* start *
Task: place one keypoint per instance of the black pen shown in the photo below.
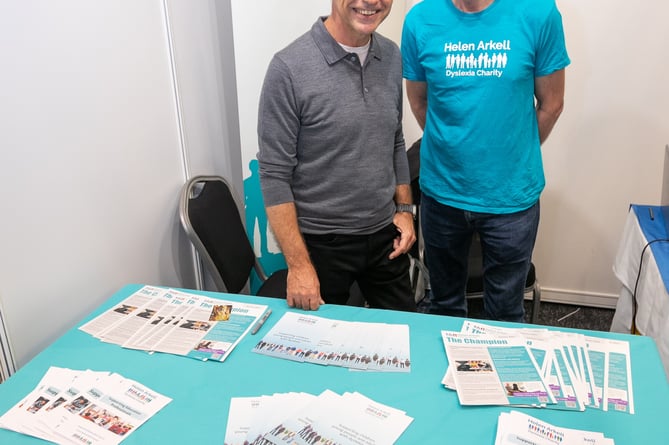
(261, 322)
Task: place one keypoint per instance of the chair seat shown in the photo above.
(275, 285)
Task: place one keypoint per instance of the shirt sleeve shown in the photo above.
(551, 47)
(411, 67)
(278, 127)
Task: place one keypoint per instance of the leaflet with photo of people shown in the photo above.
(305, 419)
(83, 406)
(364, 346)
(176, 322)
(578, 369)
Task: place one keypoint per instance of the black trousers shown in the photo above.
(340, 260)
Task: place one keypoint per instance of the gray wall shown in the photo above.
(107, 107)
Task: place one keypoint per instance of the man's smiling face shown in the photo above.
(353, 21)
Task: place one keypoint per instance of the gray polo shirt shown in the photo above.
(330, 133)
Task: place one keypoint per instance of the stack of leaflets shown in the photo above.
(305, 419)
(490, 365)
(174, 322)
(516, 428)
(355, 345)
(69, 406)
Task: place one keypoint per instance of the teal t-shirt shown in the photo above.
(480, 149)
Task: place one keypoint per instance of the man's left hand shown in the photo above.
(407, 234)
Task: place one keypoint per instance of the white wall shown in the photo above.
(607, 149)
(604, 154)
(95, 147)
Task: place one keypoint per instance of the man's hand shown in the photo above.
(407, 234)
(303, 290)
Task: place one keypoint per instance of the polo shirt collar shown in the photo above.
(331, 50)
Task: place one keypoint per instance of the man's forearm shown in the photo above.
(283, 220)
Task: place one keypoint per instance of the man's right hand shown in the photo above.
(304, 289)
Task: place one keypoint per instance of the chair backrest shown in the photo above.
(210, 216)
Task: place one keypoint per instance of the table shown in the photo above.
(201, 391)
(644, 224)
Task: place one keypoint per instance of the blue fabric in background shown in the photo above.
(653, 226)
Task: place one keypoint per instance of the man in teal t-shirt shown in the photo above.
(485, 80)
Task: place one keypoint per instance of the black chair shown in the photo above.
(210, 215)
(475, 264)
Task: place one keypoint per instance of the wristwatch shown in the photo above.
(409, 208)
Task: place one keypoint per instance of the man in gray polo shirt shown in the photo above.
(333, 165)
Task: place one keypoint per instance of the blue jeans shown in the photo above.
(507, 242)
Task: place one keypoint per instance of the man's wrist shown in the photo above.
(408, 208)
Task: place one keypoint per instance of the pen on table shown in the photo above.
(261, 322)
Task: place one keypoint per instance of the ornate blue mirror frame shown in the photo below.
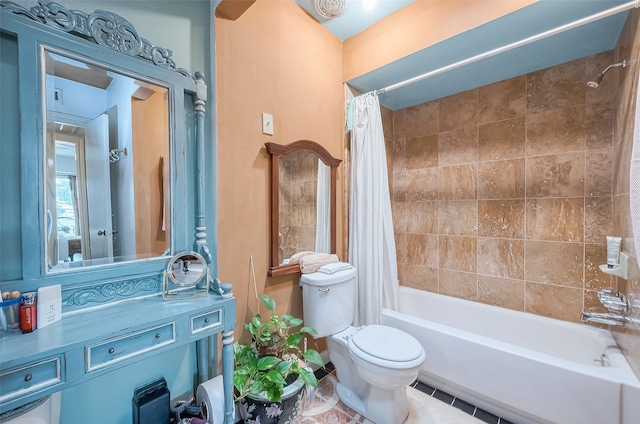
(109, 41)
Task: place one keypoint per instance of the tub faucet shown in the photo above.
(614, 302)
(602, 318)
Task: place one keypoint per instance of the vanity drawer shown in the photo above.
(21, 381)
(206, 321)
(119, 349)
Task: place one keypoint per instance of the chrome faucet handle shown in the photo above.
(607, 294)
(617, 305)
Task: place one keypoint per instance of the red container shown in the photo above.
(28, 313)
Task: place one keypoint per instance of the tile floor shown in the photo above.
* end *
• DIRECTIONS FOR THIS TASK:
Set out every line of the items above as a JSON list of strings, one string per line, with blank lines dropped and the pictures left out.

• SOLUTION FOR THIS EXERCISE:
[
  "Task: place one keypoint per instance of the black pen shown in the photo below.",
  "(261, 322)",
  "Task: place one keypoint per instance of the chair seat shown in the photo above.",
  "(275, 285)",
  "Task: place one keypoint per instance of the shirt sleeve shown in the photo above.",
  "(551, 47)",
  "(411, 67)",
  "(278, 127)",
  "Task: place one keypoint per instance of the leaflet with photo of people shown in the photo above.",
  "(305, 419)",
  "(83, 406)",
  "(364, 346)",
  "(176, 322)",
  "(578, 369)",
  "Task: place one keypoint per instance of the black trousers shown in the photo above.",
  "(340, 260)",
  "Task: place one keypoint per instance of the gray wall shown in the photo above.",
  "(107, 107)",
  "Task: place one keypoint per instance of the man's smiling face shown in the photo above.",
  "(353, 21)",
  "Task: place one keypoint per instance of the gray polo shirt shown in the photo above.",
  "(330, 133)",
  "Task: place one keypoint per instance of the stack of leaflets shown in the photo above.",
  "(305, 419)",
  "(490, 365)",
  "(174, 322)",
  "(516, 428)",
  "(355, 345)",
  "(69, 406)",
  "Task: place one keypoint per instance of the teal t-shirt shown in the photo above.",
  "(480, 149)",
  "Task: place one keypoint per instance of the man's left hand shown in the photo above.",
  "(407, 234)",
  "Task: place one keypoint per instance of the white wall shown in the photo above.",
  "(607, 149)",
  "(604, 154)",
  "(95, 147)",
  "Task: place one keypoint per instance of the man's hand shown in the photo above.",
  "(407, 234)",
  "(303, 290)",
  "Task: place one keypoint per instance of the polo shirt collar shown in the photo above.",
  "(331, 50)",
  "Task: place one keypoint per instance of the man's forearm shown in the photo above.",
  "(283, 220)",
  "Task: place one keypoint per instance of the man's right hand shown in the photo above.",
  "(304, 289)",
  "Task: place one keypoint per instance of the chair backrest shown in the photo above.",
  "(210, 216)",
  "Task: place one keypoint per instance of the table shown in the photo above.",
  "(201, 391)",
  "(644, 224)",
  "Task: place one keypoint per instance of the blue fabric in background shown in the photo above.",
  "(653, 226)",
  "Task: place one keypoint per instance of the man in teal t-shirt shown in the photo above.",
  "(485, 80)",
  "Task: place one keypoint per instance of the black chair shown in the photo above.",
  "(210, 215)",
  "(475, 264)",
  "Task: place one keypoint per instance of the wristwatch shown in the photo above.",
  "(409, 208)",
  "Task: place one keypoint per instance of the man in gray polo shirt shown in the photo above.",
  "(333, 165)",
  "Task: place one keypoint per instance of the blue jeans shown in the photo above.",
  "(507, 242)",
  "Task: place one keypoint per instance of the man's wrist shown in the photo above.",
  "(408, 208)",
  "Task: place one keypoint per instance of the pen on table shown in the photo above.",
  "(261, 322)",
  "Task: place one keypoint per instance of the ornate blue mirror frame shown in the photo below.",
  "(109, 41)",
  "Task: place one keypoint per instance of the tub faucet shown in the photo above.",
  "(614, 302)",
  "(602, 318)",
  "Task: place one keypoint per instance of the vanity drawer shown in the photo above.",
  "(21, 381)",
  "(206, 321)",
  "(119, 349)",
  "Task: place one keypoint per instance of the chrome faucet handle shown in the photo above.",
  "(607, 294)",
  "(617, 305)",
  "Task: place one keypoint per instance of the red container shown in the photo above.",
  "(28, 313)",
  "Task: place one keypoint per instance of the tile floor shown in the photo above."
]